- _Data records_:
++++++

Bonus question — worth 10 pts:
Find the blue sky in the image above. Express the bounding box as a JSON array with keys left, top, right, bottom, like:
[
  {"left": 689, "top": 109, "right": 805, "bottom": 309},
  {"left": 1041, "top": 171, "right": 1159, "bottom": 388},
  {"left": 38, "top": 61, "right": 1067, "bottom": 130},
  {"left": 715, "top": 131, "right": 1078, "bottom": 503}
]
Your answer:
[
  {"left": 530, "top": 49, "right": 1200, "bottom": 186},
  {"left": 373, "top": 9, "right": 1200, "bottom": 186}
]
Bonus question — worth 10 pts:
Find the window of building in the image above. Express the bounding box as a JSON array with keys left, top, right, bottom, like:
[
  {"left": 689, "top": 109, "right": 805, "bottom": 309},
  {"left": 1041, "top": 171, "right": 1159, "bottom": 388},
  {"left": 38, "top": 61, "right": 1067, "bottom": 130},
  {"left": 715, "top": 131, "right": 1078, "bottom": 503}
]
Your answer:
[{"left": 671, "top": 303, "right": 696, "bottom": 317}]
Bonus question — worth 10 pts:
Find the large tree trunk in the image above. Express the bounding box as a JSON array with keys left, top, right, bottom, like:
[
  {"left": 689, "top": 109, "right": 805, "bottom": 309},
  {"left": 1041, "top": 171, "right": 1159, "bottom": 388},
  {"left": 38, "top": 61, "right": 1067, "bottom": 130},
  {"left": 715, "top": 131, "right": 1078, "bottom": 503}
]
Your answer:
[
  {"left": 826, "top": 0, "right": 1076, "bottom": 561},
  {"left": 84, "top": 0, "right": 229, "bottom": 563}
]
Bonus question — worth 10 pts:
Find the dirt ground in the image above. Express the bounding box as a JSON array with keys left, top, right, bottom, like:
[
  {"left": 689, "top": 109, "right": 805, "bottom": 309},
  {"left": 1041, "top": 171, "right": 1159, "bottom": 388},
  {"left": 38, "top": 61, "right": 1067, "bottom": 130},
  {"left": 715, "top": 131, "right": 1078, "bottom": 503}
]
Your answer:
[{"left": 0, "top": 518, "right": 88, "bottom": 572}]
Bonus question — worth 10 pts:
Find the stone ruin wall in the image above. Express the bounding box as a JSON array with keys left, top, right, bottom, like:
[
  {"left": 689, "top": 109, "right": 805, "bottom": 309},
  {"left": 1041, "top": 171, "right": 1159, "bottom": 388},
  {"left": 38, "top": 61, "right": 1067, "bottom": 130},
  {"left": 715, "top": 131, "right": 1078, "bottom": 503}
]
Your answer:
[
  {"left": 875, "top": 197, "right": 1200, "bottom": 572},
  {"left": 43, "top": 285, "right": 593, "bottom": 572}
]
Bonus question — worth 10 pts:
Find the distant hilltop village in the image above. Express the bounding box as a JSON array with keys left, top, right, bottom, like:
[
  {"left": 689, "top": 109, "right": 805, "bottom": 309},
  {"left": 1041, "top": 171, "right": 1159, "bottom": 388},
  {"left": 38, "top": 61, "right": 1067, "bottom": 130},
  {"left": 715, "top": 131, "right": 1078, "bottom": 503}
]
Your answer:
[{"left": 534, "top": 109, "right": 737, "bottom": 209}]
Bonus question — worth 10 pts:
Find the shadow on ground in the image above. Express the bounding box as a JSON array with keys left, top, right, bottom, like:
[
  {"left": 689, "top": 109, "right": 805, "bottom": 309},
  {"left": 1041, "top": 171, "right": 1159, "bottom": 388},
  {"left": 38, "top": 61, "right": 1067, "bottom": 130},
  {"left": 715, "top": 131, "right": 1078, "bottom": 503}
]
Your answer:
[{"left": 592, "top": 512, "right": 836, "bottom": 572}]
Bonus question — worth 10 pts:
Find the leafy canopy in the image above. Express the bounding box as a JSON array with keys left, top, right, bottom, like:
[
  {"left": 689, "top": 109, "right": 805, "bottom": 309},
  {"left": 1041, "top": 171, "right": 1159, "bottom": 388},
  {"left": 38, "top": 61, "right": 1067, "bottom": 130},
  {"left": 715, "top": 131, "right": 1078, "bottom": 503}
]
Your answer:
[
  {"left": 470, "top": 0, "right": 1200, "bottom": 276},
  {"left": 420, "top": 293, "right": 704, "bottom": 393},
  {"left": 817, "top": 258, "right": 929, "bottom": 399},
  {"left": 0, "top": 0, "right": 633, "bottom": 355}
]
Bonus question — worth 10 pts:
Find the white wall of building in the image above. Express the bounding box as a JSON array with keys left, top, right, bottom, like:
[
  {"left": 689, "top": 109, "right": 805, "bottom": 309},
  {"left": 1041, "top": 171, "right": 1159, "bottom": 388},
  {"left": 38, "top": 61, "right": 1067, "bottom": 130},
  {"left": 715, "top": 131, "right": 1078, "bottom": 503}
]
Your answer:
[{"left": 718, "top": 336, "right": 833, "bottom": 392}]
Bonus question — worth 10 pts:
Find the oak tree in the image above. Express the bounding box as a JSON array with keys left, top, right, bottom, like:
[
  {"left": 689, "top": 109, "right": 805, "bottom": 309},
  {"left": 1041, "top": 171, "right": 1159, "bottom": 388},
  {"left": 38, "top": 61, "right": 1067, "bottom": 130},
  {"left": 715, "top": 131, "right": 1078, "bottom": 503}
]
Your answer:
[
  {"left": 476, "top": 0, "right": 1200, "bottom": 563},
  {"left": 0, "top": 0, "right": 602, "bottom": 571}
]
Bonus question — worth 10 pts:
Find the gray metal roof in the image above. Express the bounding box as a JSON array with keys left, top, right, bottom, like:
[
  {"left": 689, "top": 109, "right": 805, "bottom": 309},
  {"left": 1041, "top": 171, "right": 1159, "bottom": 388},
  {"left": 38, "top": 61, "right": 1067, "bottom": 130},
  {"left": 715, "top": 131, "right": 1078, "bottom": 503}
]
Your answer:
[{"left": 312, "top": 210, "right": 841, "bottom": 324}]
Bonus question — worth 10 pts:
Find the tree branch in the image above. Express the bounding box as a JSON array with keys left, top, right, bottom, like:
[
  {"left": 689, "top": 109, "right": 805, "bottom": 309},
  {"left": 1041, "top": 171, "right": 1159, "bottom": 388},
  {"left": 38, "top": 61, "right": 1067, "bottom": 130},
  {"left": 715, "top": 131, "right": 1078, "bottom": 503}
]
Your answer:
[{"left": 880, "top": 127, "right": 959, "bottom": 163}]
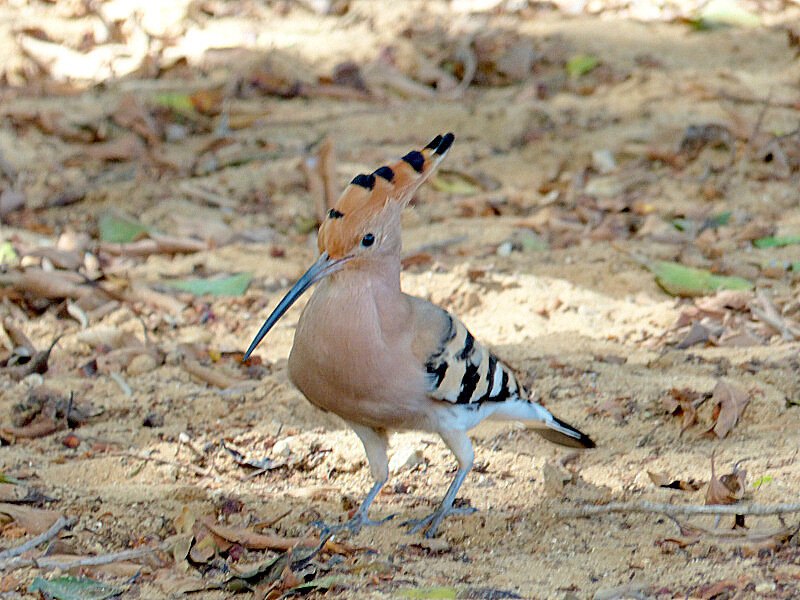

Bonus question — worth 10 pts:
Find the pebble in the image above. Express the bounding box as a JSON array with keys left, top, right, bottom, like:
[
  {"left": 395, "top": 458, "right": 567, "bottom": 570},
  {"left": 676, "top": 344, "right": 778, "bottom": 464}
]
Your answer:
[
  {"left": 497, "top": 242, "right": 514, "bottom": 257},
  {"left": 419, "top": 538, "right": 452, "bottom": 552},
  {"left": 592, "top": 148, "right": 617, "bottom": 174},
  {"left": 126, "top": 354, "right": 158, "bottom": 377},
  {"left": 756, "top": 579, "right": 775, "bottom": 594}
]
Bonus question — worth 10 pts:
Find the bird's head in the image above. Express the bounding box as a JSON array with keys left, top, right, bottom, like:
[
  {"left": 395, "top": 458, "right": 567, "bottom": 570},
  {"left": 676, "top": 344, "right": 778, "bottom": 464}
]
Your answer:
[{"left": 245, "top": 133, "right": 454, "bottom": 360}]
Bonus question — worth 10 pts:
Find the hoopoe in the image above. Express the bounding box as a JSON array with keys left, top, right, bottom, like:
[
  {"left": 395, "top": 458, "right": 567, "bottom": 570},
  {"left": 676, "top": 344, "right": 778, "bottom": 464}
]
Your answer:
[{"left": 245, "top": 133, "right": 594, "bottom": 537}]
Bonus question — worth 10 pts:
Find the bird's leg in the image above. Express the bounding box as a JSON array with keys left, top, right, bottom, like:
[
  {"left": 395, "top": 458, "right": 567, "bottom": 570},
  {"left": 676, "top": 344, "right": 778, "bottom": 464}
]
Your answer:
[
  {"left": 401, "top": 431, "right": 476, "bottom": 538},
  {"left": 312, "top": 423, "right": 394, "bottom": 537}
]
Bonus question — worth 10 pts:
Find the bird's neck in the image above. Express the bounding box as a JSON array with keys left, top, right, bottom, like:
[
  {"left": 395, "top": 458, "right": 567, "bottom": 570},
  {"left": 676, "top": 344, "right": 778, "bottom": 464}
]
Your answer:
[{"left": 330, "top": 256, "right": 402, "bottom": 294}]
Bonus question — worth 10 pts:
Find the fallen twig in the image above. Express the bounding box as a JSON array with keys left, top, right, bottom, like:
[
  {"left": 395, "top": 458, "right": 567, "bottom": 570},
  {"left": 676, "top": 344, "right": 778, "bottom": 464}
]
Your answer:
[
  {"left": 109, "top": 450, "right": 213, "bottom": 477},
  {"left": 100, "top": 233, "right": 209, "bottom": 256},
  {"left": 0, "top": 517, "right": 77, "bottom": 570},
  {"left": 558, "top": 502, "right": 800, "bottom": 517},
  {"left": 0, "top": 544, "right": 168, "bottom": 571}
]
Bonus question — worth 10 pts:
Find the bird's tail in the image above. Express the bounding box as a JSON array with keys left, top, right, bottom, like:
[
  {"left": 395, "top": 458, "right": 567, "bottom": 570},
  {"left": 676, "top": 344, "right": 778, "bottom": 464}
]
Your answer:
[
  {"left": 534, "top": 417, "right": 595, "bottom": 448},
  {"left": 492, "top": 398, "right": 595, "bottom": 448}
]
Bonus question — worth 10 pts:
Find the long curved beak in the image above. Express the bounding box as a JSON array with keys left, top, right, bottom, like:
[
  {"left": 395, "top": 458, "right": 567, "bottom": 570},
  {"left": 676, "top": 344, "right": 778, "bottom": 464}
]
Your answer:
[{"left": 242, "top": 252, "right": 352, "bottom": 361}]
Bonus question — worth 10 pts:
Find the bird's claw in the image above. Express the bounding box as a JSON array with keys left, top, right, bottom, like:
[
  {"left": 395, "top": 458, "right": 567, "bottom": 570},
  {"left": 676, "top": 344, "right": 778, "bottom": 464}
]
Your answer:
[
  {"left": 311, "top": 513, "right": 396, "bottom": 539},
  {"left": 400, "top": 506, "right": 478, "bottom": 539}
]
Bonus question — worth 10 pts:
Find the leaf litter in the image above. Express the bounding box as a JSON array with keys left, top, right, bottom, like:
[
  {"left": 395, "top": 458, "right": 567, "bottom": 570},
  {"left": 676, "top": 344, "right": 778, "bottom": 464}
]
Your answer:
[{"left": 0, "top": 2, "right": 800, "bottom": 597}]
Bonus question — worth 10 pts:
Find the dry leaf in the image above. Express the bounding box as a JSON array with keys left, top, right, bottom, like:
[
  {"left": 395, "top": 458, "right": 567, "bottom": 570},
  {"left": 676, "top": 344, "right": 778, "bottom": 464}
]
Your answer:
[
  {"left": 0, "top": 503, "right": 62, "bottom": 535},
  {"left": 200, "top": 517, "right": 318, "bottom": 550},
  {"left": 706, "top": 454, "right": 747, "bottom": 504},
  {"left": 706, "top": 381, "right": 750, "bottom": 439},
  {"left": 663, "top": 388, "right": 709, "bottom": 435},
  {"left": 647, "top": 471, "right": 700, "bottom": 492}
]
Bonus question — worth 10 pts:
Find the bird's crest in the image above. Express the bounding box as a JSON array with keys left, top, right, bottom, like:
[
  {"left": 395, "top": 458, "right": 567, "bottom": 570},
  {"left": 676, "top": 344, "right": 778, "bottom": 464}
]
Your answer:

++++++

- _The task_:
Please find every line in the entries above that contains the word "tree" and copy each of those lines in full.

- _Problem solution_:
Find the large tree trunk in the image above. Express the bounding box as a JSON array with keys left, top, right, bottom, like:
Find the oak tree in the image above. Express the bounding box as a JSON array with keys left, top, right, bottom, like:
Find the tree branch in the image above. Express the bounding box as a JSON array with keys left, top, right, bottom, like:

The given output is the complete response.